◆ Provided passage ◆
Posted on December 24, 2008 in Earthquakes Silicon Valley

I got asked to relate this by a friend on Twitter, so here is the tale.

square529In late October, 1989, I worked in one of those places that you don’t want to remember. It was a filthy place with equipment that should have been shot and buried in the mid-seventies. At the end of this one day, I got into my car and drove through the streets of East Palo Alto as quickly as I could.

I’ve never feared East Palo Alto like others have. So when the steering wheel on my car began to fight me, I sighed and pulled over to the side. Someone had sprinkled nails on the road, I reasoned. I had a flat tire, that was all. Just a flat tire.

The wobble worsened as I parked, so I concluded that two or three blowouts afflicted me. So I stopped the car at the curb and got out to inspect the damage.

The lengths to which I denied what was happening beneath my feet surprise me now. Three school-age children stood on the sidewalk, bawling. Oh dear, I thought. They think I’m a child molester come to kidnap them.

“I only have a flat tire,” I told them. “I’m not going to hurt you.”

Then I heard a truck horn honking. I looked over to see a man with Salvadoran colors on his pickup waving at me and calling to me in Spanish.”

Following his gestures, I looked up. The telephone poles were bending back and forth. For the first time, I noticed that the ground was vibrating something fierce.

Good God! It was an earthquake! For a moment in my life, I acted the part of a parent. I herded the children into the middle of the church parking lot where the guy in the pickup was. The shaking stopped in a few seconds. Everyone looked around. Then I told the kids that they needed to get home to tell their parents that they were all right.

◆ Exercise 1 ◆
In the earthquake post, what did the writer first think caused the steering wheel to fight back?
◆ Exercise 2 ◆
Print everything in the earthquake post from "Posted on December" down to "inspect the damage.".

Detection annotation entries:
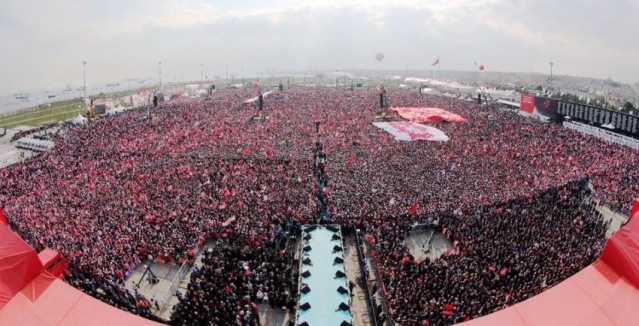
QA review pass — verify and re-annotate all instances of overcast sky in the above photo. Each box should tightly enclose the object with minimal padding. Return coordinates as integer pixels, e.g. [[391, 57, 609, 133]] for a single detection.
[[0, 0, 639, 93]]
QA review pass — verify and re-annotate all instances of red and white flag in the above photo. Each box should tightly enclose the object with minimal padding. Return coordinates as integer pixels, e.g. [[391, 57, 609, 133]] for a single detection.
[[408, 201, 419, 215]]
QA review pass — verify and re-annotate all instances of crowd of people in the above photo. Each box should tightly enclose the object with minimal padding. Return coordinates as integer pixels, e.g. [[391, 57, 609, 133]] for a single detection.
[[0, 88, 639, 325], [372, 180, 608, 326]]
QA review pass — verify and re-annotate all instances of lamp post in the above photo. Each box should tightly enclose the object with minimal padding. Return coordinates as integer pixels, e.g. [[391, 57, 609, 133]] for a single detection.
[[158, 61, 162, 89], [550, 61, 554, 88], [82, 61, 87, 104]]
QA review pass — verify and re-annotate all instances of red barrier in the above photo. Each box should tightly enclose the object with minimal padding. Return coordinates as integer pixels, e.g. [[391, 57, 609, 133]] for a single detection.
[[628, 198, 639, 221], [0, 207, 9, 225]]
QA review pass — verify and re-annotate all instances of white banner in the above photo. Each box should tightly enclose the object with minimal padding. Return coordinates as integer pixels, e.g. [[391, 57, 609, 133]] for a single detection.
[[244, 91, 274, 103], [373, 121, 449, 141], [563, 121, 639, 150]]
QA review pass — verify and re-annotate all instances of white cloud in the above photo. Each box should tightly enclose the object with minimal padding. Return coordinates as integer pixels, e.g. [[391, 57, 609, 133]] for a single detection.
[[0, 0, 639, 92]]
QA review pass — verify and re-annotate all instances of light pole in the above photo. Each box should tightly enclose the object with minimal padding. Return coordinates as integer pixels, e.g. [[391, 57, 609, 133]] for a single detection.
[[550, 61, 554, 88], [158, 61, 162, 89], [82, 61, 87, 105]]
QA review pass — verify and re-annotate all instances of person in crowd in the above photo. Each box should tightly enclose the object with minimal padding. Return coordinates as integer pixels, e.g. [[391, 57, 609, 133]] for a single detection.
[[0, 88, 639, 325]]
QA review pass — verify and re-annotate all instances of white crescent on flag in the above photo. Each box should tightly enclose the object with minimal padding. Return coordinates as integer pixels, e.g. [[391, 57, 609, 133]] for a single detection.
[[373, 121, 450, 141]]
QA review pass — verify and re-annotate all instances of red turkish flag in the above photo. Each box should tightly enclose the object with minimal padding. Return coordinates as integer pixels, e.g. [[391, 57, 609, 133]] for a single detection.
[[408, 201, 419, 215], [346, 155, 355, 167]]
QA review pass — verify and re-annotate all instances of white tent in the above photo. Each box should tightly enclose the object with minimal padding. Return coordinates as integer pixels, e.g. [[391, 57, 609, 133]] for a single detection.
[[67, 113, 89, 126]]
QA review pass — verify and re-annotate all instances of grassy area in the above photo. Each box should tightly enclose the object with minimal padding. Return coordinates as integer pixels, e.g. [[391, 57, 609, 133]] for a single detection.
[[0, 101, 86, 128]]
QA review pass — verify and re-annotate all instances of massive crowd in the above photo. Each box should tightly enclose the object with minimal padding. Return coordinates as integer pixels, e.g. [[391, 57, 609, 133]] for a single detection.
[[0, 85, 639, 325], [372, 180, 608, 326]]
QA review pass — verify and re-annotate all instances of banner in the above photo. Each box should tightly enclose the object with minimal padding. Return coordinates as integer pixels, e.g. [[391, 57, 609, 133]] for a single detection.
[[373, 121, 449, 141], [557, 100, 639, 136], [244, 91, 274, 103], [391, 108, 468, 123], [563, 121, 639, 150], [519, 94, 535, 114]]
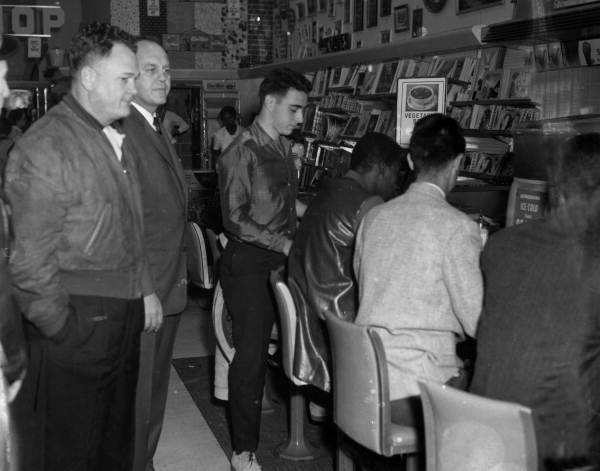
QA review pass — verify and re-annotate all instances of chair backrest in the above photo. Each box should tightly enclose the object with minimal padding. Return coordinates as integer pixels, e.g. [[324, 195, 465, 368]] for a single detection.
[[419, 382, 538, 471], [325, 314, 417, 456], [212, 282, 235, 363], [187, 222, 213, 289], [270, 270, 305, 386]]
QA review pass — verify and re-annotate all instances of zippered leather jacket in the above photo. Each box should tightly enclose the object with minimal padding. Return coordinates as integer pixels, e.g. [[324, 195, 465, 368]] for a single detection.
[[6, 95, 153, 336]]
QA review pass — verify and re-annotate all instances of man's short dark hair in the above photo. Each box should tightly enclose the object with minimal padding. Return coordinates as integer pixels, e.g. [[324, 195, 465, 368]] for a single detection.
[[350, 132, 407, 172], [69, 21, 135, 72], [258, 67, 312, 104], [410, 113, 465, 172], [218, 106, 237, 121], [550, 133, 600, 206]]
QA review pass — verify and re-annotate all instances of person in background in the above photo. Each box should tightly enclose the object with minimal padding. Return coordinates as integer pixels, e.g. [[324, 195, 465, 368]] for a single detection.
[[471, 133, 600, 471], [122, 40, 187, 471], [288, 133, 408, 391], [354, 114, 483, 426], [217, 69, 311, 471], [211, 106, 242, 162], [158, 110, 190, 144], [0, 108, 31, 182], [6, 108, 31, 141], [5, 23, 153, 471], [0, 54, 27, 471]]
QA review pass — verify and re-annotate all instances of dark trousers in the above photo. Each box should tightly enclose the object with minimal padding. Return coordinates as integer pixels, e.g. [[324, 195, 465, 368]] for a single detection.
[[220, 241, 286, 453], [15, 296, 143, 471], [134, 314, 181, 471]]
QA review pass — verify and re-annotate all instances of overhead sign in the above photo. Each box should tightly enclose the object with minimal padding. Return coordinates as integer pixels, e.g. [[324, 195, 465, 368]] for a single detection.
[[0, 5, 65, 38]]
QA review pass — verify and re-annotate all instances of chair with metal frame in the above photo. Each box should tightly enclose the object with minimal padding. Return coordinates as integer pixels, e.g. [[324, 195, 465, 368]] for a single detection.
[[419, 382, 538, 471], [270, 270, 314, 461], [325, 314, 421, 471]]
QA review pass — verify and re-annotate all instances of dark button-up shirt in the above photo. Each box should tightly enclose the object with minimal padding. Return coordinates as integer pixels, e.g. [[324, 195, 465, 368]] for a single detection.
[[217, 121, 298, 252]]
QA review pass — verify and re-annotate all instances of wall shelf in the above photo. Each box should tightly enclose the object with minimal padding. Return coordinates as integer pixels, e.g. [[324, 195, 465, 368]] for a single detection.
[[171, 69, 239, 82], [238, 27, 480, 79], [481, 6, 600, 44]]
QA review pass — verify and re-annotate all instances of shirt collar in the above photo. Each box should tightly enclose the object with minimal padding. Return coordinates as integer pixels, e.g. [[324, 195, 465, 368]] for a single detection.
[[131, 101, 156, 131], [249, 119, 290, 149], [415, 182, 446, 199], [63, 93, 104, 131]]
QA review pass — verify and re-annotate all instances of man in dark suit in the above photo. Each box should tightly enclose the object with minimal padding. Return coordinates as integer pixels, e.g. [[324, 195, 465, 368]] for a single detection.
[[471, 133, 600, 471], [123, 40, 187, 471]]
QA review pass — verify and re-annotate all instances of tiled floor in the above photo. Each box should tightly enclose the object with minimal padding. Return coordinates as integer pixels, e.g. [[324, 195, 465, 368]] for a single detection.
[[154, 299, 230, 471]]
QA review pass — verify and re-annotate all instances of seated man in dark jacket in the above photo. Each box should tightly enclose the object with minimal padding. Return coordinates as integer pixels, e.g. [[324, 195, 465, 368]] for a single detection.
[[288, 133, 408, 391], [471, 133, 600, 471]]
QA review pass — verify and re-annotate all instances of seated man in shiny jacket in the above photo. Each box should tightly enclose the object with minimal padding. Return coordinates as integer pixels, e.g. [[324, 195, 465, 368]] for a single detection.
[[288, 133, 408, 391]]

◆ Worked solution 1 ◆
A flat tire from nails someone had sprinkled on the road.

◆ Worked solution 2 ◆
Posted on December 24, 2008 in Earthquakes Silicon Valley

I got asked to relate this by a friend on Twitter, so here is the tale.

square529In late October, 1989, I worked in one of those places that you don’t want to remember. It was a filthy place with equipment that should have been shot and buried in the mid-seventies. At the end of this one day, I got into my car and drove through the streets of East Palo Alto as quickly as I could.

I’ve never feared East Palo Alto like others have. So when the steering wheel on my car began to fight me, I sighed and pulled over to the side. Someone had sprinkled nails on the road, I reasoned. I had a flat tire, that was all. Just a flat tire.

The wobble worsened as I parked, so I concluded that two or three blowouts afflicted me. So I stopped the car at the curb and got out to inspect the damage.